What needs to be done
According to the text below on choosing a dentist, why does a dentist's place on an insurance list of preferred providers say little about the quality of their care? Answer in one to three sentences.

Text section
▬▬▬▬▬▬▬▬▬▬
Old Doc Drill'n'fills may have treated all the folks in the neighborhood for years, and he might pull a tooth for the cost of lunch at McDonald's, but do you know if his treatment is the best for you? When you are evaluating the professional who will help you and your family maintain the highest level of health, I think you need to consider a few factors beyond whether or not the dentist is on your insurance list and if the dental office is in the next block.
What are your dental needs? Are you sure that you are even aware of the condition of your mouth? Has anyone sat down with you and explained what a healthy mouth looks like? Have you been offered a chance to see how your mouth measures up to "great health"? This process takes time. It does not happen in a five-minute exam and a five-minute consultation.
Who selected the dentists on your list? Did you know that almost any dentist can be on any list of preferred providers? The requirement is that he will sign the contract to work for a fee set by the insurance company following the treatment guidelines of the insurance company. That's about it. There are few, if any, extraordinary requirements for education, experience, excellence, or patient satisfaction--few, if any, requirements beyond those of state licensure for participation in most dental insurance preferred provider plans. It's about the buck. Accepting a reduced fee so the insurance company can make a profit while corralling as many participants from as many employers and agents as possible. And, the less treatment you receive, the more the insurance company makes. If that is all you are looking for in a health care provider, just about any dentist should keep you happy. If you have higher expectations for you and your family you might want to evaluate your choice a little closer.
▬▬▬▬▬▬▬▬▬▬
Recorded data
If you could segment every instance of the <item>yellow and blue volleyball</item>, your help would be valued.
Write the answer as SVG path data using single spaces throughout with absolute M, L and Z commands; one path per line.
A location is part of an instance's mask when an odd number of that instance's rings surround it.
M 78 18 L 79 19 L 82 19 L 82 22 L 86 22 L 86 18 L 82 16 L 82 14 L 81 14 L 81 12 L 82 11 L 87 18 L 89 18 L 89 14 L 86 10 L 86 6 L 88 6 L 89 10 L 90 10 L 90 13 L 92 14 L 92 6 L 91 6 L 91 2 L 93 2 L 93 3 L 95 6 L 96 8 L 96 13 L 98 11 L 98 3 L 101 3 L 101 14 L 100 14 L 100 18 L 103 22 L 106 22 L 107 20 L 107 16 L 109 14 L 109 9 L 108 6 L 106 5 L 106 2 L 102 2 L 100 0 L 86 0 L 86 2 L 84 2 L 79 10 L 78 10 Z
▬▬▬▬▬▬▬▬▬▬
Task output
Almost any dentist can join such a list; the main requirement is signing a contract to work for a fee the insurance company sets and to follow its treatment guidelines. Beyond state licensure, most plans impose few, if any, requirements for education, experience, excellence, or patient satisfaction.